Direction: Could you reproduce the data below word for word, leaving every line unchanged?

START Dataset excerpts

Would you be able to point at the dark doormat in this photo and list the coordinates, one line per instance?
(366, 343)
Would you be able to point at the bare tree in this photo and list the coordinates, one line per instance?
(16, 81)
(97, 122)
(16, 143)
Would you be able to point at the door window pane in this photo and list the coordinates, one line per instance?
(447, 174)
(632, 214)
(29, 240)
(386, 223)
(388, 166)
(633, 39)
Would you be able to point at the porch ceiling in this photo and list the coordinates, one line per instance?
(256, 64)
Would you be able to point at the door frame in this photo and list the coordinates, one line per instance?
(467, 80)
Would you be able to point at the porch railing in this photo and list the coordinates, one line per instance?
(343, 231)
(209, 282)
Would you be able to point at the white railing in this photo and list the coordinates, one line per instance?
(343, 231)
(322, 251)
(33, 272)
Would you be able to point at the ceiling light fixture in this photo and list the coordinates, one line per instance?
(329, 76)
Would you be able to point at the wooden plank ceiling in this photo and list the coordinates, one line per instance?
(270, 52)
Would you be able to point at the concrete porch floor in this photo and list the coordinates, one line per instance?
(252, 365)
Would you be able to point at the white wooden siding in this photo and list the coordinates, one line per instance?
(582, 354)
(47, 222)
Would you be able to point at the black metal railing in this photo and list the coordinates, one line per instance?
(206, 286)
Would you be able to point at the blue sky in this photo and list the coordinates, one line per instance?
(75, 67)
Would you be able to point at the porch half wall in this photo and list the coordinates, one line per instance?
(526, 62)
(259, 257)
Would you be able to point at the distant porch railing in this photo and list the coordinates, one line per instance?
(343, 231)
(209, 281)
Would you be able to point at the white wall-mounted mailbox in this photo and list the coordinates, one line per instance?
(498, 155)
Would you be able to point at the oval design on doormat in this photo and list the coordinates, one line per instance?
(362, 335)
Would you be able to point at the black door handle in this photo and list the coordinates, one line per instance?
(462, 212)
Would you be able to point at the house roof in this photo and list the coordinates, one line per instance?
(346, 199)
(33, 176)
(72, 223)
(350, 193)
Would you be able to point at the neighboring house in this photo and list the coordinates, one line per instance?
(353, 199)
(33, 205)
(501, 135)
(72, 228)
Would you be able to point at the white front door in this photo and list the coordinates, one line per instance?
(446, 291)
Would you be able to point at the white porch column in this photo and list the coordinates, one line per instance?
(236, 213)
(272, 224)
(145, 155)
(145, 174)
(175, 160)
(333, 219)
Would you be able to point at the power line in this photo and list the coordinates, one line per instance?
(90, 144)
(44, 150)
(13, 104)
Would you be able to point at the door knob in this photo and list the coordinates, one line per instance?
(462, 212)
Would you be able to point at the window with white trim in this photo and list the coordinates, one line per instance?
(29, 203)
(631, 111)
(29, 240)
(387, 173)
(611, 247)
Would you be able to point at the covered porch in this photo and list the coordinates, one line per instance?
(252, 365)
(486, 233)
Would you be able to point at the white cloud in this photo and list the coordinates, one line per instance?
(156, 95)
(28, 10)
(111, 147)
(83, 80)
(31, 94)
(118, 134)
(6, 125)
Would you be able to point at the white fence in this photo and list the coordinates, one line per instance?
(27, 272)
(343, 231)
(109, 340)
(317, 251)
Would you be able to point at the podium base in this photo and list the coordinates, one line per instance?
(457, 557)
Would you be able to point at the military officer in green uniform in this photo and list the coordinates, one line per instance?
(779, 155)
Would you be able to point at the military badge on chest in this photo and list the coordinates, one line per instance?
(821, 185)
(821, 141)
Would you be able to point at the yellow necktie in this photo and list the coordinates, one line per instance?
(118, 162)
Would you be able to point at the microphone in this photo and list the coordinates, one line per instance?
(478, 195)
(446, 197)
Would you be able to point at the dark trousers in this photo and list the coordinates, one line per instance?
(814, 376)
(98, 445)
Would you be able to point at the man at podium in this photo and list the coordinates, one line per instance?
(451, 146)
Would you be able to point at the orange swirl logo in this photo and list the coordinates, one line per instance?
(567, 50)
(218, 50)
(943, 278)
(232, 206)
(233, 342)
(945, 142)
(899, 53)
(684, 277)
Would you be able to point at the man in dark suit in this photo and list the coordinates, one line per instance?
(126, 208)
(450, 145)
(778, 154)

END Dataset excerpts

Right answer:
Would you be able to point at the dark doormat in this photo and list the coordinates, one line per instance?
(366, 343)
Would you be able to point at the bare tree in this photo and list the coordinates, one line per instance?
(16, 81)
(97, 122)
(16, 143)
Would you be able to point at the door window pane in this photo and list the coordinates, one line per instance?
(447, 174)
(632, 214)
(29, 240)
(386, 223)
(388, 166)
(633, 39)
Would you be able to point at the porch ceiling in this photo and list the coordinates, one line per instance?
(256, 64)
Would you be able to point at the door frame in this photo and list the coordinates, one line per instance?
(467, 80)
Would you be able to point at the porch railing in this photo and list the coordinates, one line per instance?
(343, 231)
(209, 282)
Would you be able to point at the white railing in this photo and list the coordinates, one line per instance?
(343, 231)
(322, 251)
(33, 272)
Would you be able to point at the ceiling light fixture in this photo and list the coordinates, one line per instance?
(329, 76)
Would you be able to point at the wooden plank ceiling in this photo and list the coordinates, one line per instance?
(270, 52)
Would you be able to point at the concrete porch floor in this photo and list the coordinates, one line per instance?
(252, 365)
Would you be able to point at the white wooden siding in this photo and list the coordinates, one line per instance?
(582, 354)
(47, 222)
Would you be able to point at the black metal railing in this photo and list the coordinates, one line per instance?
(206, 286)
Would you be able to point at the blue sky in this photo and list the coordinates, one line per instance?
(75, 67)
Would you be able to point at the porch half wall in this photo and list the coordinates, one line per instance?
(526, 62)
(259, 257)
Would you be able to point at the distant porch railing in this photo and list the coordinates, one line per instance?
(343, 231)
(209, 281)
Would you be able to point at the white wall-mounted mailbox in this photo and list the coordinates, one line per instance?
(498, 155)
Would you be able to point at the oval design on doormat in this photo and list the coordinates, one line per instance?
(362, 335)
Would you be able to point at the black door handle in this photo and list the coordinates, one line per instance?
(462, 212)
Would you be able to point at the house roof in this photo and list the coordinates, one line per instance?
(346, 199)
(33, 176)
(72, 223)
(350, 193)
Would you be able to point at the neighboring house in this photo and list the coordinates, one line per instance?
(353, 199)
(33, 205)
(501, 135)
(72, 228)
Would you be able to point at the white front door in this photo and list the coordinates, one line per instance?
(446, 291)
Would you be able to point at the white porch column in this photo and list the coordinates, one line per instance?
(236, 213)
(272, 224)
(145, 155)
(145, 174)
(175, 160)
(333, 219)
Would you be able to point at the power line in this photo and list the coordinates, one line per instance?
(90, 144)
(44, 150)
(13, 104)
Would you be able to point at the door knob in this photo and list the coordinates, one line per instance?
(462, 212)
Would you be able to point at the window with white trim in this photo and list the coordinates, one line per instance?
(29, 203)
(631, 111)
(29, 240)
(387, 173)
(611, 247)
Would you be able to point at the covered porch in this photo and list the coordinates, one line per instance?
(252, 365)
(486, 233)
Would you be able to point at the white cloud in this photo and list the coordinates, one line per instance?
(156, 95)
(28, 10)
(111, 147)
(83, 80)
(31, 94)
(118, 134)
(6, 125)
Would you be able to point at the white fence in this photo and list the coordinates, one line per instance?
(27, 272)
(343, 231)
(109, 340)
(317, 251)
Would you be able to point at the podium base in this photo and list the coordinates, one line per instance?
(457, 557)
Would you be able to point at the military officer in green uniform in this photo and list the coordinates, one line per instance?
(779, 155)
Would you be able to point at the military badge on chest in this photo and list the coordinates, one line per instance?
(821, 185)
(821, 141)
Would you be able to point at the yellow necktie in this photo and list the coordinates, one line per instance?
(118, 162)
Would you be able to point at the microphone in this photo and list the coordinates, one line per instance?
(478, 195)
(446, 197)
Would you be able to point at the dark trousers in this photo and list the coordinates, one line per instance?
(814, 376)
(98, 445)
Would you be able to point at the man at podium in this photo and list the coordinates, one line per instance?
(451, 146)
Would you be able to point at the orange swirl logo in this photo and list the coordinates, one line per instance?
(567, 50)
(218, 50)
(943, 278)
(232, 206)
(233, 342)
(945, 142)
(899, 53)
(684, 277)
Would you be able to point at the man in dark suit in this photo and list the coordinates, one line per instance?
(126, 208)
(450, 145)
(778, 154)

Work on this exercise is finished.